What is needed
Rewrite as a numbered list the lines from the one containing "[trace] water reflection" through the end of the listing, both ends included and blank lines omitted.
+++
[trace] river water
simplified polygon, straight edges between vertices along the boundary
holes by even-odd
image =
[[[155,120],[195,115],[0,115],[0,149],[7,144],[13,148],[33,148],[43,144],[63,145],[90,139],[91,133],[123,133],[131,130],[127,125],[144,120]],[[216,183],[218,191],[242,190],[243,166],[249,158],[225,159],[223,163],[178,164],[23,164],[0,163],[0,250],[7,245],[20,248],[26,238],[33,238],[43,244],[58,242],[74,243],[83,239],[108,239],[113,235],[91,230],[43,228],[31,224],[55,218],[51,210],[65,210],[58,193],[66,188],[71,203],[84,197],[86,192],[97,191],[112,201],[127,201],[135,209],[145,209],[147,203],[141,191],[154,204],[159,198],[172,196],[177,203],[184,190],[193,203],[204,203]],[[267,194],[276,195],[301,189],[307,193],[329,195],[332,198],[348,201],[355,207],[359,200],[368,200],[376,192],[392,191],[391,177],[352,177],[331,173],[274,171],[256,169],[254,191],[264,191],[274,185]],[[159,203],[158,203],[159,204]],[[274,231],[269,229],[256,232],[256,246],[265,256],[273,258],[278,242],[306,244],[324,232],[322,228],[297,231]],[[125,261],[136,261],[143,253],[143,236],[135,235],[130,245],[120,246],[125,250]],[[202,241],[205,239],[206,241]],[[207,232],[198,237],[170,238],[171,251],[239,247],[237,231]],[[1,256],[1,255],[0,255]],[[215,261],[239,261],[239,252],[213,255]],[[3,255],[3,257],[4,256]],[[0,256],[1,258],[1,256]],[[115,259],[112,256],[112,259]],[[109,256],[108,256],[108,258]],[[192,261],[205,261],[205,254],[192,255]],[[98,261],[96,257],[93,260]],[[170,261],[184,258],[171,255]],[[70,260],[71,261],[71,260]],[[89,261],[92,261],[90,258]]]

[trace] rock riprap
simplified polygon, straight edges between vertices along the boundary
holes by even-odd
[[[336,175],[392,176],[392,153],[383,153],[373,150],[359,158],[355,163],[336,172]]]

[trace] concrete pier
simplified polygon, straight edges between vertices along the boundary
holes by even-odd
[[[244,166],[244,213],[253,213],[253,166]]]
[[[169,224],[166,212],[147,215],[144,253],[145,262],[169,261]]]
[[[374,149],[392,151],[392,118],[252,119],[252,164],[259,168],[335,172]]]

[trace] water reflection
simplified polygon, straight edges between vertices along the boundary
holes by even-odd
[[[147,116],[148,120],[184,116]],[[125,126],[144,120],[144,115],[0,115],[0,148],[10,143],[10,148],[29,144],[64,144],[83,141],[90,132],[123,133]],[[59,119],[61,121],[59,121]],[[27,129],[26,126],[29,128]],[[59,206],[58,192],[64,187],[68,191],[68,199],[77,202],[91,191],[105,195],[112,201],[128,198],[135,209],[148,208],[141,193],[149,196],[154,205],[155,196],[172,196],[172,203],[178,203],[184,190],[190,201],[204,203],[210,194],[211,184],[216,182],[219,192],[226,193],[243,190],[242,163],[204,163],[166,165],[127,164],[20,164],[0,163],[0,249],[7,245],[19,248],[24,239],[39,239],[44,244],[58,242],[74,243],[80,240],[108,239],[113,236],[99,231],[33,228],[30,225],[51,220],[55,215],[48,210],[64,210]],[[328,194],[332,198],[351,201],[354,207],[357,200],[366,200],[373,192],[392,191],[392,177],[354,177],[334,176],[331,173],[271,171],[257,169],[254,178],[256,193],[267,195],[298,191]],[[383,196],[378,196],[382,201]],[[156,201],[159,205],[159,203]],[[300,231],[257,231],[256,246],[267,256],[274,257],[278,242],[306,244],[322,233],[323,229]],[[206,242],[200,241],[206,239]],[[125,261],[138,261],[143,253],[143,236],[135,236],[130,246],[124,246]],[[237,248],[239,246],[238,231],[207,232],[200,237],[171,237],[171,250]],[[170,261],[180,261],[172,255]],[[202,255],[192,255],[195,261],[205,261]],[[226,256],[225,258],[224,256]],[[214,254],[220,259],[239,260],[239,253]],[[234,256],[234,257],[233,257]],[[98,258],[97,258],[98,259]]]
+++
Result of the task
1. [trace] water reflection
2. simplified polygon, straight edges between vertices along the boundary
3. holes by even-odd
4. [[[147,116],[148,120],[184,116]],[[125,126],[144,120],[144,115],[0,115],[0,148],[10,143],[10,148],[29,144],[64,144],[83,141],[90,132],[123,133]],[[59,119],[61,121],[59,121]],[[27,129],[26,126],[29,128]],[[59,206],[58,192],[64,187],[68,191],[68,199],[77,202],[91,191],[105,195],[112,201],[128,198],[135,209],[148,208],[141,193],[149,196],[154,205],[155,196],[172,196],[172,203],[178,203],[184,190],[190,201],[204,203],[210,194],[211,184],[216,182],[219,192],[226,193],[243,190],[242,163],[204,163],[166,165],[127,164],[20,164],[0,163],[0,249],[7,245],[19,248],[24,239],[39,239],[44,244],[58,242],[74,243],[80,240],[108,239],[113,236],[99,231],[33,228],[30,225],[51,220],[55,215],[48,210],[64,210]],[[328,194],[332,198],[351,201],[354,207],[357,200],[366,200],[373,192],[392,191],[392,177],[354,177],[334,176],[331,173],[271,171],[257,169],[254,178],[256,193],[267,195],[298,191]],[[383,196],[378,196],[382,201]],[[156,201],[159,205],[159,203]],[[300,231],[257,231],[256,246],[267,256],[274,257],[278,242],[306,244],[322,233],[323,229]],[[206,242],[200,241],[206,239]],[[125,261],[138,261],[143,253],[143,236],[135,236],[130,246],[124,246]],[[237,248],[239,246],[238,231],[207,232],[200,237],[171,237],[171,250]],[[170,261],[180,261],[172,255]],[[202,255],[192,255],[195,261],[205,261]],[[226,256],[225,258],[224,256]],[[214,254],[220,259],[239,260],[239,253]],[[234,256],[234,257],[233,257]],[[98,258],[97,258],[98,259]]]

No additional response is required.